(Your goal) Reproduce each of the following records line for line, without changing anything.

═════ Records to process ═════

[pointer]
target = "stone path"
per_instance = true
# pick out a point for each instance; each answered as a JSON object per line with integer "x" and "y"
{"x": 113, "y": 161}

═════

(Solution to the problem)
[pointer]
target = "stone path"
per_instance = true
# pick out a point for each instance; each answered as a JSON object per line with integer "x" and "y"
{"x": 113, "y": 161}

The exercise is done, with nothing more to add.